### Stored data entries
= = = = =
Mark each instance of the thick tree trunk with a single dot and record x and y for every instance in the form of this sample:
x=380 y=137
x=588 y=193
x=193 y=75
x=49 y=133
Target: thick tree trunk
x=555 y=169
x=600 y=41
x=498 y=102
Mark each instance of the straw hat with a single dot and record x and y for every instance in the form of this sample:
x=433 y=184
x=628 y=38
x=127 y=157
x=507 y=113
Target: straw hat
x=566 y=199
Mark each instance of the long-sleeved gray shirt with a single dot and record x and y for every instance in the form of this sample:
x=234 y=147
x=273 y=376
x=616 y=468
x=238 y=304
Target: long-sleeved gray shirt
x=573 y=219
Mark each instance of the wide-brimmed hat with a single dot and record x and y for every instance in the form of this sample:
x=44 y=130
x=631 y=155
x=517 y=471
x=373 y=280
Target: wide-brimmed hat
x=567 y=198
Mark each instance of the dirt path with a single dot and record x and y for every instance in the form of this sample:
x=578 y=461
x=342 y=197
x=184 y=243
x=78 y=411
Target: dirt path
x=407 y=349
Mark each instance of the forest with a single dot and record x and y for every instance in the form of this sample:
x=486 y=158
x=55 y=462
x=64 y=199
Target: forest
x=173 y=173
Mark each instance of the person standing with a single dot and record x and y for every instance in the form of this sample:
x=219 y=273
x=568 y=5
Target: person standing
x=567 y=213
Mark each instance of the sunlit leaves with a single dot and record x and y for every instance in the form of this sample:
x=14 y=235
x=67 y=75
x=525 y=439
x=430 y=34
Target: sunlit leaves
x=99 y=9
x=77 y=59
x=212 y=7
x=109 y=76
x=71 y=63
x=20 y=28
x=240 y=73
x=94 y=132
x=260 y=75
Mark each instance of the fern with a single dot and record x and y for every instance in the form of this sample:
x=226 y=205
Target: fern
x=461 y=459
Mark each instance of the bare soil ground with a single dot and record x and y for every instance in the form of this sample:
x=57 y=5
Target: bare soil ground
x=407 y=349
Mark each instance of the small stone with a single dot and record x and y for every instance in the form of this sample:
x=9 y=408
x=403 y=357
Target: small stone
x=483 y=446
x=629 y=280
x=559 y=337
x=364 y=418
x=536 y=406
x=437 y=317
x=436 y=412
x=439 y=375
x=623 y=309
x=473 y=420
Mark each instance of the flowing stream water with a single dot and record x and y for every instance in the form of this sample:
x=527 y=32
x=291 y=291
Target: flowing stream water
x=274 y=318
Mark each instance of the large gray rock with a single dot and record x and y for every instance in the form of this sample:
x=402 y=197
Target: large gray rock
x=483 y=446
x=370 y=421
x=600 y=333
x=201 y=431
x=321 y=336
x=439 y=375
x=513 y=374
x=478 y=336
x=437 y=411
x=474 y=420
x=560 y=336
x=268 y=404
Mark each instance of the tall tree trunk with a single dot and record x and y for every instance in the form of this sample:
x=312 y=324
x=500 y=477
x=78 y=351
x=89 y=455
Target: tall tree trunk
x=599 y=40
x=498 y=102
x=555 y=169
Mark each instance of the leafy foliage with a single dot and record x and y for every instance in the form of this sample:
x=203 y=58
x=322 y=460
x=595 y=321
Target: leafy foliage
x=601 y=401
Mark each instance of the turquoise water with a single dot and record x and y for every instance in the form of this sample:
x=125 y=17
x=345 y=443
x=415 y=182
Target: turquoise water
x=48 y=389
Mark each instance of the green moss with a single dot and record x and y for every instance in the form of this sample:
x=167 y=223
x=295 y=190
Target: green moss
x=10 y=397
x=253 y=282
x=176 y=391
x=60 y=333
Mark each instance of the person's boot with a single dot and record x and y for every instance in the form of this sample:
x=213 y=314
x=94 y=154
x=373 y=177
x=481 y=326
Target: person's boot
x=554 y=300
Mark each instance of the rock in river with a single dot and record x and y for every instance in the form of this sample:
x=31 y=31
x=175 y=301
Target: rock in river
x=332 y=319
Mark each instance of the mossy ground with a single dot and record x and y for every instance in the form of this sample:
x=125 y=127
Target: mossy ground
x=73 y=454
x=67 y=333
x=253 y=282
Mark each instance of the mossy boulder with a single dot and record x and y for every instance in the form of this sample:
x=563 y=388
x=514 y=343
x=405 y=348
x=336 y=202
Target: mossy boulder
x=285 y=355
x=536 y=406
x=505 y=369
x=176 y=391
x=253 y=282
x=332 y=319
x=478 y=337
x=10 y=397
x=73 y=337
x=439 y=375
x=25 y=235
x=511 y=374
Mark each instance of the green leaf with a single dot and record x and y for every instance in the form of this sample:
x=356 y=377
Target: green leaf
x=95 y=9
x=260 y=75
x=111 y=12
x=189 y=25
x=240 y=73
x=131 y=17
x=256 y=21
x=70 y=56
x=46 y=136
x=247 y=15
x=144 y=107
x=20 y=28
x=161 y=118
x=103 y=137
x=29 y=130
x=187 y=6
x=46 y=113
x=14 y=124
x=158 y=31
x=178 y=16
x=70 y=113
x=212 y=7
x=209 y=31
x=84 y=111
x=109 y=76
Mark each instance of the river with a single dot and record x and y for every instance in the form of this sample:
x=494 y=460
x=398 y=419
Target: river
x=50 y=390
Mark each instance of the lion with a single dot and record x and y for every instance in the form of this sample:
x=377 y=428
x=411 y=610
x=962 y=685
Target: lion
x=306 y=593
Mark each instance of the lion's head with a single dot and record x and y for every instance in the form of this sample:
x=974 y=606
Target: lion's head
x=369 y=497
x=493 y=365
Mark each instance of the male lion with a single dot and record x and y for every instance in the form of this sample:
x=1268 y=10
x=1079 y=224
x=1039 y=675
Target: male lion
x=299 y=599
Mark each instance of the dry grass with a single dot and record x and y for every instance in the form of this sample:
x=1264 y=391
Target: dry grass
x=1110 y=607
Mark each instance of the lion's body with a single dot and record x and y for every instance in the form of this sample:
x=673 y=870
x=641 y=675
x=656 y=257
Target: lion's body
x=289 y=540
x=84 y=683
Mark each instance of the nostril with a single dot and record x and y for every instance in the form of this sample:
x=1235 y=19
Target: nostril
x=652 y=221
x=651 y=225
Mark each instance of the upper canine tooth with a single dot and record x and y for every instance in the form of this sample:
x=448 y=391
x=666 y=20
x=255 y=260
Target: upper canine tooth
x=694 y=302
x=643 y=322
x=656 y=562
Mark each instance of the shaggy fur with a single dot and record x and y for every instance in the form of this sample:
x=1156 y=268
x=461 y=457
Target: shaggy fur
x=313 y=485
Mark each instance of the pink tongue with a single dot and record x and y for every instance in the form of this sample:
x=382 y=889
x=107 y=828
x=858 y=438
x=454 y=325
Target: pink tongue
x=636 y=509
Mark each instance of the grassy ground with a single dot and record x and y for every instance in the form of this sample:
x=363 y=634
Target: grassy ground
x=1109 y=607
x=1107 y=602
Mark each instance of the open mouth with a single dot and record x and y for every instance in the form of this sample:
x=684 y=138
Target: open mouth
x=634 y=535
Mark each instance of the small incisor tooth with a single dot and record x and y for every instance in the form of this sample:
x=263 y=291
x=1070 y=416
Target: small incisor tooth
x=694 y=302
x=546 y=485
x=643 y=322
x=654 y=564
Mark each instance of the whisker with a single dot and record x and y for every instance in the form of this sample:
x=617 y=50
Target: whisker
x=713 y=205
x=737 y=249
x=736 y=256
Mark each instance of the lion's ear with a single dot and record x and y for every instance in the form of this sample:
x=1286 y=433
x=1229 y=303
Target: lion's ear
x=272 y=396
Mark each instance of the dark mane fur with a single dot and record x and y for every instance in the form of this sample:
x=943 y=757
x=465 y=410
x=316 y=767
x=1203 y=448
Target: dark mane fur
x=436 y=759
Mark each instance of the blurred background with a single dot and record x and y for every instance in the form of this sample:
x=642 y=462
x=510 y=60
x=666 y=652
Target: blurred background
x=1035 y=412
= = = = =
### DESCRIPTION OF THE TASK
Can you recast the stretch from the start of the entries through the line containing "x=567 y=213" as a numbered list, with blank lines left out?

### RESULT OF THIS TASK
1. Mark each instance of the thick tree trunk with a single dot and record x and y for every instance in the form of this sample:
2. x=380 y=137
3. x=588 y=193
4. x=193 y=75
5. x=49 y=133
6. Target: thick tree trunk
7. x=555 y=169
8. x=600 y=41
9. x=498 y=102
10. Mark each instance of the straw hat with a single dot and record x and y for every instance in the form of this sample:
11. x=433 y=184
12. x=628 y=38
13. x=127 y=157
14. x=507 y=113
15. Target: straw hat
16. x=566 y=199
17. Mark each instance of the long-sleeved gray shirt with a single dot and record x and y for every instance in the form of this sample:
18. x=234 y=147
19. x=273 y=376
20. x=616 y=468
21. x=238 y=304
22. Target: long-sleeved gray shirt
23. x=573 y=219
24. Mark each instance of the wide-brimmed hat with a single dot and record x and y for every instance in the form of this sample:
25. x=44 y=130
26. x=631 y=155
27. x=517 y=471
28. x=373 y=280
29. Target: wide-brimmed hat
30. x=567 y=198
31. Mark each instance of the dirt path with a single dot and record x and y for every instance in the form of this sample:
32. x=578 y=461
33. x=342 y=197
34. x=184 y=243
35. x=78 y=411
36. Target: dirt path
37. x=407 y=349
38. Mark each instance of the forest with a single dot and record x and y for every instance in the form of this sample:
39. x=486 y=158
40. x=55 y=462
41. x=64 y=199
42. Target: forest
43. x=173 y=173
44. Mark each instance of the person standing with a single dot and record x and y for every instance in the form of this sample:
45. x=219 y=273
46. x=568 y=5
47. Target: person standing
48. x=567 y=213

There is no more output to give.